What is asked
Skip the images and return the records below exactly.

(Labeled area outline entries)
------------------------------------------------------------------------

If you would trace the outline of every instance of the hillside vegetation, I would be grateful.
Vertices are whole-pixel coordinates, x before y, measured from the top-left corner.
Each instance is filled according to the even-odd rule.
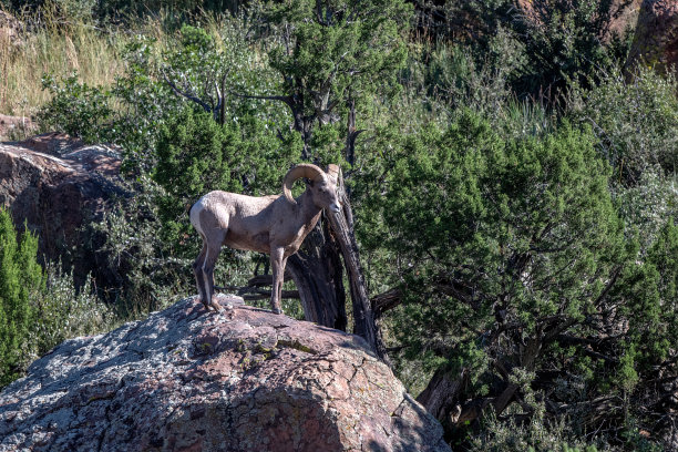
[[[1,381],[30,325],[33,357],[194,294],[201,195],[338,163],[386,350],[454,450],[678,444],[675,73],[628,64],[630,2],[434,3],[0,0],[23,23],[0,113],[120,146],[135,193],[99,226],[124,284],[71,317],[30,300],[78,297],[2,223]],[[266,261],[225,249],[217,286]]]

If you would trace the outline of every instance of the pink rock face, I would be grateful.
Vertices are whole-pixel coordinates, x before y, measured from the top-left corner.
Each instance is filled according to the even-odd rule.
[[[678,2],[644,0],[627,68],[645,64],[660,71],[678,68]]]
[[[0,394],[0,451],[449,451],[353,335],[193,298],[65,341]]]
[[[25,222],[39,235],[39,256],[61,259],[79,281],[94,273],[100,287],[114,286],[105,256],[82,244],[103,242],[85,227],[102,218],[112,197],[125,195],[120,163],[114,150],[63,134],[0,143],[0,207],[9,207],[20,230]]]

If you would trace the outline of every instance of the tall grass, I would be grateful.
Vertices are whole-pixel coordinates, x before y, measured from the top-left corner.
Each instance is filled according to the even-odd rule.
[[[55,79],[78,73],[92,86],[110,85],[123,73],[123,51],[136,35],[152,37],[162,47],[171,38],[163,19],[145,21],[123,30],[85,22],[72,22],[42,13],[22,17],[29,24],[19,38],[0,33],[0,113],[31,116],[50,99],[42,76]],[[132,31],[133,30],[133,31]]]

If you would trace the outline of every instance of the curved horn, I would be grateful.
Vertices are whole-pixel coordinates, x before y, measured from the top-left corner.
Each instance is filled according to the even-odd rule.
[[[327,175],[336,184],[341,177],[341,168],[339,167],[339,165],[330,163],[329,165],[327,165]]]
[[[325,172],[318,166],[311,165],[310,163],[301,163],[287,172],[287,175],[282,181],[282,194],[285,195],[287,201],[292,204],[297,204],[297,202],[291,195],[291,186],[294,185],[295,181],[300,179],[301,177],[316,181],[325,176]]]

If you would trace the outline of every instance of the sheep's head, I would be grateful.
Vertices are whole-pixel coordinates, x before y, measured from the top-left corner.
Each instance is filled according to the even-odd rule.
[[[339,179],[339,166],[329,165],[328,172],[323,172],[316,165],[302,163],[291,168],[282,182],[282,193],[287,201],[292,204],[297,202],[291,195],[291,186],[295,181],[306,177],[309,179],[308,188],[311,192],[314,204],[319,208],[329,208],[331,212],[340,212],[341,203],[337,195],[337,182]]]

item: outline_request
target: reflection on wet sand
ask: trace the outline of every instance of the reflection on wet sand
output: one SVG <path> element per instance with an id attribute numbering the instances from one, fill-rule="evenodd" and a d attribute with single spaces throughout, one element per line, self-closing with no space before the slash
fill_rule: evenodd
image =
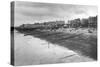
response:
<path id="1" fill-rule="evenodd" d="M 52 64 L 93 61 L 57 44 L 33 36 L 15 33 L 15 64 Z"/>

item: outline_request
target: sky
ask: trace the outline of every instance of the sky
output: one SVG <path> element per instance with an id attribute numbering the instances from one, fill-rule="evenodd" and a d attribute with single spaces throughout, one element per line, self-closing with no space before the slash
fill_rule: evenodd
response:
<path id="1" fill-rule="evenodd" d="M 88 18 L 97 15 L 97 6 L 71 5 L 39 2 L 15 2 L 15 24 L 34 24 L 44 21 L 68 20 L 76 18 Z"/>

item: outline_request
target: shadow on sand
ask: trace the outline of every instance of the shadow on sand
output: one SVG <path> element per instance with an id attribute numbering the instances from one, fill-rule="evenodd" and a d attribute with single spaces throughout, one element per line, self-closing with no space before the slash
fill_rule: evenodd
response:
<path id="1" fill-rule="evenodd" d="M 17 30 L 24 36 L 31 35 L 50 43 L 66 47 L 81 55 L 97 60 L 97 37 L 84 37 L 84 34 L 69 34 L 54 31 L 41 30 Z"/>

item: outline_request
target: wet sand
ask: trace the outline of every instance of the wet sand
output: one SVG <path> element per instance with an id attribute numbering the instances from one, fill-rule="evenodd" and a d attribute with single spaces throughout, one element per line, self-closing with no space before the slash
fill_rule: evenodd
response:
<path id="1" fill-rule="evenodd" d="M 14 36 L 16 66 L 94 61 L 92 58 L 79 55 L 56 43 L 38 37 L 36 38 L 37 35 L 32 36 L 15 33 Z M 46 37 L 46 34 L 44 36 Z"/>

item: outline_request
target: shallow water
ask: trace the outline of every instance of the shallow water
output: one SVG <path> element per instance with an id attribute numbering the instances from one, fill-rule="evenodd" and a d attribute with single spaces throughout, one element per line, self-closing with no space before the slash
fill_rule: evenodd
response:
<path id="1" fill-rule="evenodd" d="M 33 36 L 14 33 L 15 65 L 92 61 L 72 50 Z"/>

------------------------------------------------------------------------

Exercise solution
If you would trace the outline of every instance of the hillside vegetation, I would be grateful.
Vertices are whole-pixel coordinates, x before y, measured from the top-left corner.
Each instance is filled according to the even-odd rule.
[[[1,381],[30,325],[33,357],[194,294],[201,195],[338,163],[386,350],[454,450],[678,444],[675,73],[628,64],[630,2],[434,3],[0,0],[23,23],[0,113],[120,146],[135,193],[99,226],[124,284],[71,317],[30,300],[78,297],[2,223]],[[266,261],[225,249],[217,286]]]

If you would trace the outline of every instance of the pink rock face, I would be grateful.
Vertices are whole-pixel coordinates, x before y, measured from the top-left corner.
Each instance is filled according to the even-odd rule.
[[[678,2],[644,0],[627,68],[645,64],[660,71],[678,68]]]
[[[0,394],[0,451],[449,451],[353,335],[193,298],[65,341]]]
[[[25,222],[39,235],[39,256],[61,259],[79,281],[94,273],[100,287],[114,286],[105,256],[82,244],[103,242],[85,227],[102,218],[112,197],[125,195],[120,163],[114,150],[63,134],[0,143],[0,207],[9,207],[20,230]]]

If you would trace the outline of every instance of the tall grass, I would be grateful.
Vertices are whole-pixel coordinates, x before y, measured from the top-left corner.
Each instance is filled according to the even-odd rule.
[[[55,79],[78,73],[92,86],[110,85],[123,73],[123,51],[136,35],[152,37],[162,47],[171,38],[163,19],[145,21],[123,30],[85,22],[72,22],[42,13],[22,17],[29,24],[19,38],[0,33],[0,113],[31,116],[50,99],[42,76]],[[132,31],[133,30],[133,31]]]

If you would trace the outline of every instance of the curved horn, I would be grateful.
Vertices are whole-pixel coordinates, x before y, measured from the top-left corner.
Each instance is filled according to the even-odd rule.
[[[327,175],[336,184],[341,177],[341,168],[339,167],[339,165],[330,163],[329,165],[327,165]]]
[[[325,172],[318,166],[311,165],[310,163],[301,163],[287,172],[287,175],[282,181],[282,194],[285,195],[287,201],[292,204],[297,204],[297,202],[291,195],[291,186],[294,185],[295,181],[300,179],[301,177],[316,181],[325,176]]]

If you would trace the outline of every instance of the sheep's head, I would be grateful.
Vertices are whole-pixel coordinates, x before y, measured from the top-left corner.
Each instance is filled according to the even-odd rule.
[[[339,179],[339,166],[329,165],[328,172],[323,172],[316,165],[302,163],[291,168],[282,182],[282,193],[287,201],[292,204],[297,202],[291,195],[291,186],[295,181],[306,177],[309,179],[308,188],[311,192],[314,204],[319,208],[329,208],[331,212],[340,212],[341,203],[337,195],[337,182]]]

item: outline_request
target: reflection on wet sand
ask: trace the outline of every instance of the reflection on wet sand
output: one SVG <path> element per instance with an id attribute numbering the instances from one, fill-rule="evenodd" and a d attribute with single spaces throughout, one element per line, self-closing with no space before the slash
fill_rule: evenodd
image =
response:
<path id="1" fill-rule="evenodd" d="M 52 64 L 93 61 L 57 44 L 33 36 L 15 33 L 15 64 Z"/>

item: outline_request
target: sky
ask: trace the outline of every instance of the sky
output: one SVG <path> element per instance with an id attribute numbering the instances from one, fill-rule="evenodd" and a d attribute with single spaces throughout, one element per line, self-closing with no space before the slash
fill_rule: evenodd
response:
<path id="1" fill-rule="evenodd" d="M 88 18 L 97 15 L 97 6 L 71 5 L 39 2 L 15 2 L 15 24 L 34 24 L 44 21 L 68 20 L 76 18 Z"/>

item: outline_request
target: shadow on sand
ask: trace the outline of every instance of the shadow on sand
output: one SVG <path> element per instance with an id attribute numbering the instances from one, fill-rule="evenodd" and a d attribute with single spaces throughout, one element per line, self-closing with no space before the slash
fill_rule: evenodd
response:
<path id="1" fill-rule="evenodd" d="M 17 30 L 24 36 L 31 35 L 50 43 L 66 47 L 81 55 L 97 60 L 97 37 L 84 37 L 84 34 L 69 34 L 54 31 L 41 30 Z"/>

item: outline_request
target: wet sand
ask: trace the outline of every instance of the wet sand
output: one SVG <path> element per instance with an id attribute numbering the instances from one, fill-rule="evenodd" and a d attribute with single spaces throughout, one element per line, self-closing with no space before the slash
fill_rule: evenodd
response:
<path id="1" fill-rule="evenodd" d="M 14 36 L 16 66 L 94 61 L 92 58 L 79 55 L 56 43 L 38 37 L 36 38 L 37 35 L 32 36 L 15 33 Z M 46 37 L 46 34 L 44 36 Z"/>

item: outline_request
target: shallow water
ask: trace the outline of every instance of the shallow water
output: one SVG <path> element per instance with an id attribute numbering the instances from one, fill-rule="evenodd" and a d attribute with single spaces throughout, one element per line, self-closing with no space before the slash
fill_rule: evenodd
response:
<path id="1" fill-rule="evenodd" d="M 33 36 L 14 33 L 15 65 L 92 61 L 72 50 Z"/>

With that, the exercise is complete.